■ **Stored data entries**:
......
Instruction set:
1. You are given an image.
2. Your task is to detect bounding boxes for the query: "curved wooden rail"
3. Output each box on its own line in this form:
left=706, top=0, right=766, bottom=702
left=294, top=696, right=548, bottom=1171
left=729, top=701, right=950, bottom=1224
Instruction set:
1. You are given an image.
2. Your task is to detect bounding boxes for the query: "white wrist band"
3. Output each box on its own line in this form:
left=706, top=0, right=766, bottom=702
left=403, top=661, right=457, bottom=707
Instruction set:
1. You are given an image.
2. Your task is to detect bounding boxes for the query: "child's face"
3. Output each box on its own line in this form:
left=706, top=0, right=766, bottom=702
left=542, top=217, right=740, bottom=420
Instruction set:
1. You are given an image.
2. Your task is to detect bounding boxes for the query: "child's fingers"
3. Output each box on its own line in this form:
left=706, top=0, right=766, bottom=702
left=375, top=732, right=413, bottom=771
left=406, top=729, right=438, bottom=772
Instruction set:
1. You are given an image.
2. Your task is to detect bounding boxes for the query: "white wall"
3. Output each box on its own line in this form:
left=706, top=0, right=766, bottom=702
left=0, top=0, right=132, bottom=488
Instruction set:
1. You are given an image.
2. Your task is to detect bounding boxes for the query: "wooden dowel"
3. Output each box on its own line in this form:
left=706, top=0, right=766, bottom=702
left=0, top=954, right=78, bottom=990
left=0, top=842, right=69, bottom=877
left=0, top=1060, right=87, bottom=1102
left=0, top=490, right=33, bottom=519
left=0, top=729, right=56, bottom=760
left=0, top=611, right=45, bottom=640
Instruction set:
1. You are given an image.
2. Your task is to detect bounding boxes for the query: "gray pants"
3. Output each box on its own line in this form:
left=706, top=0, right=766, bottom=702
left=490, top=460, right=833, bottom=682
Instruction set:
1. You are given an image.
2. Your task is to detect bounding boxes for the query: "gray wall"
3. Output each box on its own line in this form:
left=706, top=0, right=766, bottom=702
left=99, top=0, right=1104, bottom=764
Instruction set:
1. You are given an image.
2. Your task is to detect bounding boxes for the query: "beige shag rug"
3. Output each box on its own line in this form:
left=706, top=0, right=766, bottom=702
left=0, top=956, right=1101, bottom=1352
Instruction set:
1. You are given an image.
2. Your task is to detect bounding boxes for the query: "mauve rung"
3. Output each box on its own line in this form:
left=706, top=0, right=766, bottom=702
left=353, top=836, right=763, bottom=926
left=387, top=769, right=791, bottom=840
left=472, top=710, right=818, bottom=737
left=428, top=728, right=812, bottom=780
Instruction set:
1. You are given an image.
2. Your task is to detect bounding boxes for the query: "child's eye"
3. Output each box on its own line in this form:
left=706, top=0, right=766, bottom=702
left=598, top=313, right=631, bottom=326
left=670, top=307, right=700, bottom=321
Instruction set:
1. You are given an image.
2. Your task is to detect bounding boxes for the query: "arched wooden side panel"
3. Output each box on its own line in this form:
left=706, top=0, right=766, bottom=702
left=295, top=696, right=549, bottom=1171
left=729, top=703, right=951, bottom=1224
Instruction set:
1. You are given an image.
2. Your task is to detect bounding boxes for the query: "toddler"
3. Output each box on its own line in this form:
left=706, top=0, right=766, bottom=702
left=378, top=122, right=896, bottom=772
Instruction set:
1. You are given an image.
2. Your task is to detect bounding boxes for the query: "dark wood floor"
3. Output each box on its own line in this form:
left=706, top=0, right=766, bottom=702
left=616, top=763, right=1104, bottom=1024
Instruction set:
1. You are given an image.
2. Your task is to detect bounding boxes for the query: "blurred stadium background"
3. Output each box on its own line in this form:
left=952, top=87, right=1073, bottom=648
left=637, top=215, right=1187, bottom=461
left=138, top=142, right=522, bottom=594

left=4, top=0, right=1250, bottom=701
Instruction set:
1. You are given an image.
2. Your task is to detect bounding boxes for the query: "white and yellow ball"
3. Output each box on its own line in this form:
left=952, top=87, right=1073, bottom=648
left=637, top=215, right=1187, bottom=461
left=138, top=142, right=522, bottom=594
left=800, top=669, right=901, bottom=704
......
■ **What to do**:
Could you transcribe all of the entries exactly, leaving nothing out?

■ **Reply to the exercise**:
Instruction set:
1. You are given an image.
2. Your task is to detect bounding boxes for the query: "curved wooden rail"
3. Output each box on its own line in this form:
left=706, top=0, right=766, bottom=702
left=294, top=696, right=548, bottom=1171
left=729, top=701, right=950, bottom=1224
Instruction set:
1. You are given an image.
2. Your task is to detect bounding boxes for the query: "white wrist band"
3. Output each box on its own line in this form:
left=706, top=0, right=766, bottom=702
left=403, top=661, right=457, bottom=707
Instruction set:
1. You are given an image.
2. Your task is to detect bounding boxes for the query: "child's face"
3. Output each box on its own line in this form:
left=706, top=0, right=766, bottom=702
left=542, top=217, right=740, bottom=420
Instruction set:
1. You are given an image.
2. Your task is to detect bounding boxes for the query: "child's fingers"
3. Output each box on its own line in this form:
left=706, top=0, right=766, bottom=702
left=375, top=732, right=413, bottom=771
left=406, top=729, right=438, bottom=772
Instruction set:
1. You are given an image.
2. Your task is to detect bounding boxes for the query: "white wall"
3. Output each box on its own line in this form:
left=706, top=0, right=766, bottom=702
left=0, top=0, right=132, bottom=488
Instruction set:
1. You are given an image.
2. Your task is to detect bounding boxes for the query: "wooden dowel"
3. Output each box on its own line in this form:
left=706, top=0, right=766, bottom=702
left=0, top=954, right=78, bottom=990
left=0, top=842, right=69, bottom=877
left=0, top=1060, right=87, bottom=1102
left=0, top=490, right=33, bottom=519
left=0, top=729, right=56, bottom=760
left=0, top=611, right=45, bottom=640
Instruction set:
1. You are given an image.
2. Your task is to detect bounding boxes for the query: "gray pants"
3. Output each box on its own line in this form:
left=706, top=0, right=766, bottom=702
left=490, top=460, right=833, bottom=682
Instruction set:
1. You are given an image.
2. Your task is to detect bounding boxes for the query: "gray wall"
3. Output each box on its own line in this form:
left=706, top=0, right=766, bottom=702
left=99, top=0, right=1104, bottom=764
Instruction set:
1. You are given an image.
2. Your task is to detect bounding boxes for the query: "beige shag rug"
3. Output each box on its own line in this form:
left=706, top=0, right=766, bottom=702
left=0, top=956, right=1101, bottom=1352
Instruction set:
1. You are given an image.
2. Your task is to detect bounding boxes for the query: "mauve rung"
3. Output each box on its own line in this form:
left=706, top=0, right=766, bottom=702
left=353, top=836, right=763, bottom=926
left=387, top=769, right=791, bottom=840
left=472, top=710, right=818, bottom=737
left=428, top=728, right=812, bottom=780
Instruction set:
1. You are given an image.
2. Your task is to detect bounding boxes for the query: "child's eye"
3. Output each box on its own line in this form:
left=706, top=0, right=766, bottom=702
left=598, top=313, right=631, bottom=326
left=670, top=307, right=700, bottom=321
Instruction set:
1. You are given an image.
2. Your task is to detect bounding boxes for the query: "arched wooden side panel"
3. Output each box on its own line in this form:
left=706, top=0, right=766, bottom=702
left=295, top=696, right=549, bottom=1171
left=729, top=703, right=951, bottom=1224
Instruction set:
1. You are given an image.
2. Your task is to detect bounding boxes for the query: "toddler"
3. Output each box on its own line in this form:
left=706, top=0, right=766, bottom=702
left=378, top=122, right=896, bottom=772
Instruction set:
1. You are given an image.
2. Your task is to detect bounding boxes for the query: "dark wood floor"
3. Output each box on its own line in this form:
left=706, top=0, right=766, bottom=702
left=616, top=763, right=1104, bottom=1024
Instruction set:
1. You are given an image.
2. Your task is to detect bounding boxes for the query: "blurred stadium background"
3. Output each box on its own line in this form:
left=952, top=87, right=1073, bottom=648
left=637, top=215, right=1187, bottom=461
left=138, top=142, right=522, bottom=594

left=4, top=0, right=1250, bottom=701
Instruction set:
1. You are given an image.
2. Your task is to detect bounding boxes for the query: "white and yellow ball"
3. Output each box on its own line in this form:
left=952, top=87, right=1073, bottom=648
left=637, top=215, right=1187, bottom=461
left=138, top=142, right=522, bottom=594
left=800, top=669, right=901, bottom=704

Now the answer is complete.